What is required: List every line below that contains the word "measured", copying each one in full.

Input data:

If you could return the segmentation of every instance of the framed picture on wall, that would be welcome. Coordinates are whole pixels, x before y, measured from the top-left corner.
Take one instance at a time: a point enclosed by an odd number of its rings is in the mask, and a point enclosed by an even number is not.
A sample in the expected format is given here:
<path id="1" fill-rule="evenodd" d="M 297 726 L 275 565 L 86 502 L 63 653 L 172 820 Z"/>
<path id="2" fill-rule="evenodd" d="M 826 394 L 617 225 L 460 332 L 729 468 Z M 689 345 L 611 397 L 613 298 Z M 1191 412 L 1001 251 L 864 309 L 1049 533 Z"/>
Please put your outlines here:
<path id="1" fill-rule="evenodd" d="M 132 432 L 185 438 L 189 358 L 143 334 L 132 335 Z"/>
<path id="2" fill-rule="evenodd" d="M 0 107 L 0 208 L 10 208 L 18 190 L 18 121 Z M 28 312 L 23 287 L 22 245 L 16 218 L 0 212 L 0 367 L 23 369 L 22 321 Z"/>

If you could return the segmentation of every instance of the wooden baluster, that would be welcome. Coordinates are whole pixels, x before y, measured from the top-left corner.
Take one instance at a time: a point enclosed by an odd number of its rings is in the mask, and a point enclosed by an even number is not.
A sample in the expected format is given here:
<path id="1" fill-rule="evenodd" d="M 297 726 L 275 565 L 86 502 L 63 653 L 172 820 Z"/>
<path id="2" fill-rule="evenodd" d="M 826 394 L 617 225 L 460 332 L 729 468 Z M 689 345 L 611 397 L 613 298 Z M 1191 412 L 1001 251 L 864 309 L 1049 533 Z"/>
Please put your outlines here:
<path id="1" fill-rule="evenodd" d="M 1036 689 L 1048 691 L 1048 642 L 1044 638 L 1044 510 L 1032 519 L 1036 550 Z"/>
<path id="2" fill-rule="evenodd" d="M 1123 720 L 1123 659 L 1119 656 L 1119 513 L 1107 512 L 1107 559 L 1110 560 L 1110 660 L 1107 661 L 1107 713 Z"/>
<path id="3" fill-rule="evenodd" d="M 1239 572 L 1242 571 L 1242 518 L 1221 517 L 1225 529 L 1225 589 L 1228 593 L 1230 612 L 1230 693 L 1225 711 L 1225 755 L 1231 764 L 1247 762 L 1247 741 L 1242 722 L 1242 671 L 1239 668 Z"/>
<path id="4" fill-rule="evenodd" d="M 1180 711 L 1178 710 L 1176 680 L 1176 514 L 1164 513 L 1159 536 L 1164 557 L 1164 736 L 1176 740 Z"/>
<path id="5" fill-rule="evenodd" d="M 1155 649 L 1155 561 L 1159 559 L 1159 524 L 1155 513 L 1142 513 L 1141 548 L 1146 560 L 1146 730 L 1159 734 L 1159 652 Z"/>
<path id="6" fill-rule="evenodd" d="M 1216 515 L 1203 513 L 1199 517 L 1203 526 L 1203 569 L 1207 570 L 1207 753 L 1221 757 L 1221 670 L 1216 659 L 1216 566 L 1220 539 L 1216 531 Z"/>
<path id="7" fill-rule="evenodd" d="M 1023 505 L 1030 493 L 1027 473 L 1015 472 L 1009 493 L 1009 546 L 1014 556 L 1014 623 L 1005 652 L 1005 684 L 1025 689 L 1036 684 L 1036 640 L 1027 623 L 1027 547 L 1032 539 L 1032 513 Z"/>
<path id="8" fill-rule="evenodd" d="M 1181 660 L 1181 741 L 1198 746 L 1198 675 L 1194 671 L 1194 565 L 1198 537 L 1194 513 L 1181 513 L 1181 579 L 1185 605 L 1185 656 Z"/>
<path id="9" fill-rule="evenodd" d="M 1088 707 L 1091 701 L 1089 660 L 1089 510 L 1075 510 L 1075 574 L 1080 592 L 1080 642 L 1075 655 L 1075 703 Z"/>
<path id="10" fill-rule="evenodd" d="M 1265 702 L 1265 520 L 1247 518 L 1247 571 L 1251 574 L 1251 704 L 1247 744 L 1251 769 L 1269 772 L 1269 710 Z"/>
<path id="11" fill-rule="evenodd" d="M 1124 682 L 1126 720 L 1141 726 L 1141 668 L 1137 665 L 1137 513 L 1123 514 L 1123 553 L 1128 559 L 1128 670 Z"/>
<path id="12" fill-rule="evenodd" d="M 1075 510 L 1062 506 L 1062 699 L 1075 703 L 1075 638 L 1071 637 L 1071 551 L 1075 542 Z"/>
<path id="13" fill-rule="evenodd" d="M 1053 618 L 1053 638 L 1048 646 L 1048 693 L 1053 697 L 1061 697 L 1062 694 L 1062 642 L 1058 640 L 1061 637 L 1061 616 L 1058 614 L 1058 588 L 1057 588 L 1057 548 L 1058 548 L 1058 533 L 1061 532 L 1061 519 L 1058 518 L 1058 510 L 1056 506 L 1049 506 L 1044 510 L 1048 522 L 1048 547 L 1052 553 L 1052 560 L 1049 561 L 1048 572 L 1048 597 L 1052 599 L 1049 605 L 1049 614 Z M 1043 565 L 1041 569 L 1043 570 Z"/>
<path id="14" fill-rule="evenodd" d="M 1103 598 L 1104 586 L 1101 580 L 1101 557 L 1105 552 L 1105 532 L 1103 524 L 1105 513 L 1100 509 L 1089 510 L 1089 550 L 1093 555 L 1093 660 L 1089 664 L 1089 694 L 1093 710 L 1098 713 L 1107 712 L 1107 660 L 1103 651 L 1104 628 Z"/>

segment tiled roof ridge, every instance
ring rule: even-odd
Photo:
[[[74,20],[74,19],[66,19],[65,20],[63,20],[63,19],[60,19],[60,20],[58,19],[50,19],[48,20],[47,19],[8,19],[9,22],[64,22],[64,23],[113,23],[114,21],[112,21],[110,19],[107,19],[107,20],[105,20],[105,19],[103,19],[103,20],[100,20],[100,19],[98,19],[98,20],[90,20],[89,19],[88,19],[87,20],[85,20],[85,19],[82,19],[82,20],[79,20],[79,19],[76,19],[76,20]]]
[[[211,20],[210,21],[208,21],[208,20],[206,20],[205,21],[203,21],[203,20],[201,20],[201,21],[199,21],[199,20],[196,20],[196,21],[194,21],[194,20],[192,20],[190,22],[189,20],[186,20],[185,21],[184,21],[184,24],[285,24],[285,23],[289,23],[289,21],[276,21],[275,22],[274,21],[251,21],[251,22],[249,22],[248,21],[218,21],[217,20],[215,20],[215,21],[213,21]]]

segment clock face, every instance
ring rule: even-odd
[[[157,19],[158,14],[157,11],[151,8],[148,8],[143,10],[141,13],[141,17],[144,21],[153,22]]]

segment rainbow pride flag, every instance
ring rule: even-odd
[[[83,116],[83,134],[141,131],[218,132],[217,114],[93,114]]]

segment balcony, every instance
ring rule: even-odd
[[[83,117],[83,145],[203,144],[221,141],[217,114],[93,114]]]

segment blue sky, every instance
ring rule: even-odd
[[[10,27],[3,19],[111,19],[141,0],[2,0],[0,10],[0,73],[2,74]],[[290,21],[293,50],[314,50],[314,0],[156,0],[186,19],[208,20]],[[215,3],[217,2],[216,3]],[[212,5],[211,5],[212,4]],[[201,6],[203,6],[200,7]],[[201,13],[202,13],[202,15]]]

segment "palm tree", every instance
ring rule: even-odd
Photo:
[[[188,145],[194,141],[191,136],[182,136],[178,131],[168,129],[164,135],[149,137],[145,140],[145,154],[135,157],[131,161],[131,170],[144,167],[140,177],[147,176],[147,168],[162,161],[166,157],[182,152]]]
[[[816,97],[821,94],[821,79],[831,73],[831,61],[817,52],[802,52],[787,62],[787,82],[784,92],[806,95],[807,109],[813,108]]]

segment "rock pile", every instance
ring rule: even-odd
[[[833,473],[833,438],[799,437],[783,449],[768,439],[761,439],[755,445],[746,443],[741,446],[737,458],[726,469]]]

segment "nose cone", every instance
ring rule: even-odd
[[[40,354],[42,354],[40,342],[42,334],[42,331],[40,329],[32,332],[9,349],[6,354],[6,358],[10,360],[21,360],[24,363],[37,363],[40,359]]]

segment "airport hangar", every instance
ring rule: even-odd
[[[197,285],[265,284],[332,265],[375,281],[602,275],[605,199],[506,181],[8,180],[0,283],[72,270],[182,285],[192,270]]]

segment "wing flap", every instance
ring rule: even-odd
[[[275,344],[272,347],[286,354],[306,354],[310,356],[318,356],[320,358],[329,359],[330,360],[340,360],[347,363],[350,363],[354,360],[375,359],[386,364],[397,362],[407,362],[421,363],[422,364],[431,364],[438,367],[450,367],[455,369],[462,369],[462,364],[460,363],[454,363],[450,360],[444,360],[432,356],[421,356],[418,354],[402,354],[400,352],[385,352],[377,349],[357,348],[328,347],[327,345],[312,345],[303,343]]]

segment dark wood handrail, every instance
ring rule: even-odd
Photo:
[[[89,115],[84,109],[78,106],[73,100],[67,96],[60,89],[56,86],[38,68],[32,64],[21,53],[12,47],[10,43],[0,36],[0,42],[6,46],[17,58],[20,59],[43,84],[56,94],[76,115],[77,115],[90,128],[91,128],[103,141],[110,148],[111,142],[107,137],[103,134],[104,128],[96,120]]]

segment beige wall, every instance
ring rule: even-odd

Task answer:
If you could return the segmentation of every instance of the framed picture on wall, that would be welcome. Coordinates are whole pixels, x before y, measured from the top-left corner.
If you could return the segmentation of every instance of the wooden baluster, that would be welcome. Coordinates are whole pixels, x before y, measured from the top-left corner.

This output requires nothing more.